◆ **WORK ITEM**
The records below must be copied in full, exactly as they read.

(Data entries)

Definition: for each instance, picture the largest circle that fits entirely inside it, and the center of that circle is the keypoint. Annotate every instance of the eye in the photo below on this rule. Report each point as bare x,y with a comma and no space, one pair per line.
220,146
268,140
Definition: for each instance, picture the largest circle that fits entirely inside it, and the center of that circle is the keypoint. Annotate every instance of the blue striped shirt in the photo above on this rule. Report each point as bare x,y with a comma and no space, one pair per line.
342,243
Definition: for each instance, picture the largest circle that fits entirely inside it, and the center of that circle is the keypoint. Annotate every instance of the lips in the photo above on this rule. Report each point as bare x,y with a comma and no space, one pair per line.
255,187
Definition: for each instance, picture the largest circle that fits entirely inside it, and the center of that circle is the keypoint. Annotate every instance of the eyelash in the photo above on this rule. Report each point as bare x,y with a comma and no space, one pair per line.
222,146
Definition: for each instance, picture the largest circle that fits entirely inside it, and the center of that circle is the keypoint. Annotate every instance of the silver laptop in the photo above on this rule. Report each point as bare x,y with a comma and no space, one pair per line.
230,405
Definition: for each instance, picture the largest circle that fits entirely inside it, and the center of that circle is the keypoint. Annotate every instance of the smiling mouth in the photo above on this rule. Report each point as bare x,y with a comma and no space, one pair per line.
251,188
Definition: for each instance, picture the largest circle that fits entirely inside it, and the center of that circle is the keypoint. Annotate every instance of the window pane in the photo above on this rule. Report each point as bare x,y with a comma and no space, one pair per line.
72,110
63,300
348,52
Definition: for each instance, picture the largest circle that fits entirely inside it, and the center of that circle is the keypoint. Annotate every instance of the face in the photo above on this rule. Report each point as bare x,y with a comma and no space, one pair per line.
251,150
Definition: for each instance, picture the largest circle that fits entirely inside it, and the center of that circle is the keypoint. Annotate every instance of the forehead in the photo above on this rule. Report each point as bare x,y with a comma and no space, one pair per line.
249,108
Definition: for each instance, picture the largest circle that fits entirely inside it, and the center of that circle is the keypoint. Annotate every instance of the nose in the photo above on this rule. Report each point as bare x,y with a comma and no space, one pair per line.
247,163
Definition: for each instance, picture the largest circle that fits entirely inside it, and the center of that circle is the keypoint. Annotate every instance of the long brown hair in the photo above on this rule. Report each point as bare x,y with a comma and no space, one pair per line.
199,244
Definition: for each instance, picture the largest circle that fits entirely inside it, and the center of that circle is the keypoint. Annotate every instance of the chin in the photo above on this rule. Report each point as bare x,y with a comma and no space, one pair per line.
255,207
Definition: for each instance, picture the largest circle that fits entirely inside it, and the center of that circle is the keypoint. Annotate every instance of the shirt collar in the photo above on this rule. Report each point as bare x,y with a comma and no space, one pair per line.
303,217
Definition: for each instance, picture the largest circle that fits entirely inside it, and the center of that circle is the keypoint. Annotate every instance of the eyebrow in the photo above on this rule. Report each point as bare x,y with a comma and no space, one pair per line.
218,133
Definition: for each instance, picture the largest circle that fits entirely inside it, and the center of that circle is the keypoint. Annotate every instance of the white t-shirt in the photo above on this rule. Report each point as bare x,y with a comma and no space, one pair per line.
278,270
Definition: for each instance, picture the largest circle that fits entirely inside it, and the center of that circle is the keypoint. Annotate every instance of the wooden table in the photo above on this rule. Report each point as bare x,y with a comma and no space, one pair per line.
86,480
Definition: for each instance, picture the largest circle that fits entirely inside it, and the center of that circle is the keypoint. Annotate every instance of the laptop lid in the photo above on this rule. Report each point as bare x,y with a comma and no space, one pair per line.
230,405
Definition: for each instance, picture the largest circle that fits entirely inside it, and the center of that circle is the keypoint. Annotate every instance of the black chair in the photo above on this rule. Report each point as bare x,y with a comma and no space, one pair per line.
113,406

◆ **EXERCISE ANSWER**
Definition: for each instance, picture the largest circle that fits entirely inside it, and the center of that circle is the keypoint. Annotate every instance of the eye in the photo below on this rule. Report each point as bare x,y with a comma and no space, one pair per line.
220,146
268,140
Definition: for each instance, picture the largest circle that fits entirely inside it, and the center of that circle is the keypoint. Annotate every instance of the blue striped shirt in the photo above on this rule. Report each point as bare x,y with a comma and no space, one pair per line.
342,243
Definition: for each instance, picture the largest circle that fits entirely inside it, and the center of that circle is the keypoint. Annotate every instance of the lips in the photo above on this rule. Report each point as bare x,y with a comma and no space, one pair per line.
255,187
Definition: for each instance, picture the largest circle that fits entirely inside it, and the center of that circle is the keypoint. Annotate every instance of the eyelash in the photo above on this rule. Report each point as bare x,y with a comma and no space, one pair per line.
222,146
Definition: for each instance, picture the largest circle that fits entirely inside it, and the center of that circle is the keypoint. Annotate every instance of the silver laptop in the photo above on this rule. Report each point as bare x,y with a comma and no space, one pair per line.
230,405
Definition: for each instance, picture the largest circle that fits entirely inside it, and the center of that circle is the keypoint. Annotate every instance of the smiling mouth in the photo above on this rule. Report each point as bare x,y with a comma and no space, one pair per line.
251,188
Definition: for each instance, picture the largest circle that fits entirely inside it, and the center of that circle is the keypoint. Annotate every instance of the window pane in the photo above on this rule. Report each point as bare x,y with a comma and no space, one pair per line.
72,110
63,300
348,52
Definition: for each instance, picture the largest circle that fits entirely inside it, and the center of that circle is the keypoint. Annotate every instance of the face in the photo above on this rule. Report each point as bare x,y with a comma and no space, one pair per line.
251,150
Definition: for each instance, picture the largest circle that fits entirely inside it, and the center of that circle is the keypoint. Annotate every instance of the forehead in the photo above on this rule. Report each point as bare x,y with a comma and no space, one pair per line.
249,108
Definition: for each instance, picture the largest circle that fits entirely inside it, and the center of that circle is the keypoint. Annotate every instance of the nose in the photo above on this rule. Report each point as bare x,y with a comma and no space, one pair per line.
247,163
Definition: for each instance, picture the largest circle that fits entirely inside it, and the center of that circle is the keypoint. Annotate every instance of the long brown hair in the photo above on this rule. Report each point as bare x,y with a comma and no space, one pair per line.
199,244
Definition: for each instance, picture the largest circle that fits entirely inside it, and the center of that circle is the keypoint. Annotate every instance of the chin in the photo above on this rule. Report each point as bare x,y with a comma and no space, one pair per line.
255,207
Definition: for each instance, picture the largest circle that fits entirely inside it, and the center of that circle is the keypoint. Annotate every instance of the shirt collar in the photo above on this rule. Report each point as bare x,y with a comma and no space, one pair per line.
303,217
Definition: for each instance, picture the largest circle that fits entirely inside it, and the center of that circle is the keypoint. Annotate every instance of the eyebrow in the photo above on this rule. Report each point as bare x,y with a comma and no space, one pair per line.
218,133
Definition: for each instance, picture the largest circle that fits entirely inside it, and the center of that circle is the keypoint. Annotate every instance of the white t-shirt in the photo above on this rule. Report each point as bare x,y with a comma and no space, one pair per line.
278,270
Definition: for each instance, picture the largest circle that fits entirely inside it, and the center of that circle is the keypoint. Annotate every instance of the wooden table in the photo above on this rule. Report each point as bare x,y with a comma and no space, one pair per line.
86,480
Definition: for each instance, picture the largest circle that fits entirely inside it, and the center of that circle is the keypoint. Annotate every instance of the laptop lid in the photo above on this rule. Report each point as bare x,y with a comma and no space, one pair per line.
230,405
Definition: for each instance, picture the largest circle that fits entirely inside it, and the center of that circle is the keypoint. Annotate every instance of the black chair in the photo above on this rule. Report each point as bare x,y with a comma and no space, one pair per line.
113,406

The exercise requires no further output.